Your instructions
Rewrite every line of the material, labeling requests included, from the line with "of the water" through the end, shifting each point coordinate by adding 148 to both of its numbers. Leave the pictures out of your answer.

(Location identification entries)
+--

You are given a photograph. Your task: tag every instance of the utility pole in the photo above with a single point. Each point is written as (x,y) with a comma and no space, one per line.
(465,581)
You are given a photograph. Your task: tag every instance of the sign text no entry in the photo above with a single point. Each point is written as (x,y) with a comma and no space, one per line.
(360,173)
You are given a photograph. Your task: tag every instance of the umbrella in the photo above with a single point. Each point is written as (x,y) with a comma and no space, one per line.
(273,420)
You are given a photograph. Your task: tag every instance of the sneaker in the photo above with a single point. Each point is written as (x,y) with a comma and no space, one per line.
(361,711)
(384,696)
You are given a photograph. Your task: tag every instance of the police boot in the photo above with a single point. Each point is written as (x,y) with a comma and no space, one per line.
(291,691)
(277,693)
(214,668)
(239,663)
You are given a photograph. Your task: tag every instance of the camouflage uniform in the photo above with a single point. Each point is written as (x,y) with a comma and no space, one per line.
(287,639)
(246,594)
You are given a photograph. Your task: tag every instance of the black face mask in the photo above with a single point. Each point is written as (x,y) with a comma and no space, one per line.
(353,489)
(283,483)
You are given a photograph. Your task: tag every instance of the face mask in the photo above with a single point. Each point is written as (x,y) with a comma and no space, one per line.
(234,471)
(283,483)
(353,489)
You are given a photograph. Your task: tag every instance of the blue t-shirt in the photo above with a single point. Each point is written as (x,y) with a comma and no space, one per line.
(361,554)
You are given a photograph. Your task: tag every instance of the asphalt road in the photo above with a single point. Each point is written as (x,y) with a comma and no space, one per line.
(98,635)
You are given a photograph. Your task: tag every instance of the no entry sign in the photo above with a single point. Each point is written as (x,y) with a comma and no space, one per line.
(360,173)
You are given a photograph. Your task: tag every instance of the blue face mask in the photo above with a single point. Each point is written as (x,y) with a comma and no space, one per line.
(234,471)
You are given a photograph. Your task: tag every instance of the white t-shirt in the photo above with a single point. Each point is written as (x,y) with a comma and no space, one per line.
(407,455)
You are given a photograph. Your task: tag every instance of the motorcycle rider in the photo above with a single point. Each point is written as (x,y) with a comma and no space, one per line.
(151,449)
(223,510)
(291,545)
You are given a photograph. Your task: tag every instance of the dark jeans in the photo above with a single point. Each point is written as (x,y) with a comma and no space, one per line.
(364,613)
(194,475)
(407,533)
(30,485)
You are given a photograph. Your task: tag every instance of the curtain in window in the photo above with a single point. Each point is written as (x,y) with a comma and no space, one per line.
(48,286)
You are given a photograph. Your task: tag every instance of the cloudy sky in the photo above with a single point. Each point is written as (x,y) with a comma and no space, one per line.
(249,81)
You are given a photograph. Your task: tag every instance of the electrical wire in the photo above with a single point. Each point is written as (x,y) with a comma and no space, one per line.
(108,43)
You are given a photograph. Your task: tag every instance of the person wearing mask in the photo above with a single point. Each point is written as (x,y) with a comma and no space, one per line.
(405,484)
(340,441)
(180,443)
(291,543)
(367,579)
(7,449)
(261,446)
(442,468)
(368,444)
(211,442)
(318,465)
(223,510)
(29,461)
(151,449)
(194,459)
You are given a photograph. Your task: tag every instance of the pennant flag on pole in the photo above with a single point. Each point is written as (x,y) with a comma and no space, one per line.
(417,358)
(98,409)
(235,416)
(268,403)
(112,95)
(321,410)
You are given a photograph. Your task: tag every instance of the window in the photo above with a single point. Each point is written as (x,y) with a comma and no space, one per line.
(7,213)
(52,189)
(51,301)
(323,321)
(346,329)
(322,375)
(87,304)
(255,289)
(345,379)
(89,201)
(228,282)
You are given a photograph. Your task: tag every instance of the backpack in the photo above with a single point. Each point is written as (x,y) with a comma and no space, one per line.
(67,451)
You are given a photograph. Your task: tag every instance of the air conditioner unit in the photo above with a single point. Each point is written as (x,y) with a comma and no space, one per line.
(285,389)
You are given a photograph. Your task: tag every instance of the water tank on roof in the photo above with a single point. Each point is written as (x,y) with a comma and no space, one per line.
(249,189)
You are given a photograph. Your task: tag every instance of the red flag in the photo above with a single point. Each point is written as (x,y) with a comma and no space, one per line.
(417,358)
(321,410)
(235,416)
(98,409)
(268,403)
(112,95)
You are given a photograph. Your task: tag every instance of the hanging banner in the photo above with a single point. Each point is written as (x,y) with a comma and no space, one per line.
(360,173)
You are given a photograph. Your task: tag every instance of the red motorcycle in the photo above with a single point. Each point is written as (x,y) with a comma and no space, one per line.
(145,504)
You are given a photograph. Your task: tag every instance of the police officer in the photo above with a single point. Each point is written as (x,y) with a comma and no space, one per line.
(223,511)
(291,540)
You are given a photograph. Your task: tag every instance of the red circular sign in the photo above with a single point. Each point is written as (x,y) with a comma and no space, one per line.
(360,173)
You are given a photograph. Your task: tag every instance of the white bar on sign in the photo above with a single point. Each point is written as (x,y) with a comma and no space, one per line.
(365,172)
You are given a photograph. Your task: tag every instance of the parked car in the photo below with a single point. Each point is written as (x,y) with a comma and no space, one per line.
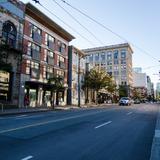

+--

Full solution
You are given a photograph. Your task: tag every instance of the water tank on roof in the photo above with a single point. Each point is written as (x,y) with a comma and no space, one per line.
(397,337)
You are given a photograph. Your task: tag every instance of the red flag in the photo above with a single point. Each point is written as (x,y) with a comma and no space, one per line.
(565,506)
(469,558)
(383,564)
(246,557)
(416,551)
(260,243)
You are given a photograph. Your task: tag every instance of the hanging banner in the photo above with a single point. Each point is written as (x,y) with a comma and no space, one per line.
(508,321)
You are given a photograph. Your task: tag every instance of the red motorcycle in the photo above with a single point. Each point is written as (x,y) with a comma and no space, one per line.
(293,652)
You are given a photograph. Your task: tag every instance of the police officer in the photo above with a single point. Each point is written as (x,y) with a comma and no space, one per line.
(371,659)
(439,688)
You are given a photograph. Your task: tag every instance of the red circular sign in the photo above with a single point. Each point is written as (x,y) with a comma and no space, one per line.
(508,321)
You are given a photograph. Your task: tag every instance of the white bar on sign in the photo above with a single point. Each point is written as (x,y) with a comma and no space, one per line.
(513,320)
You are given a photograph. Your task: tag every instance of the parked car in the photo below with a single point. Each point is written as (x,y) with a comma and no space, one per line.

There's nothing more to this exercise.